- **Coordinate labeling data**:
** Begin **
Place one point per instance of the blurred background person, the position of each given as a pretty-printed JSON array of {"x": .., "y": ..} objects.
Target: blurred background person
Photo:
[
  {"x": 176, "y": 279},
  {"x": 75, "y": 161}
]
** End **
- **EXERCISE DIRECTIONS**: Quote every entry above word for word, keeping each line in its original form.

- **EXERCISE OUTPUT**:
Place one point per instance of the blurred background person, the position of each given as a pretty-printed JSON array of {"x": .., "y": ..} objects.
Target: blurred background person
Photo:
[
  {"x": 176, "y": 279},
  {"x": 75, "y": 161}
]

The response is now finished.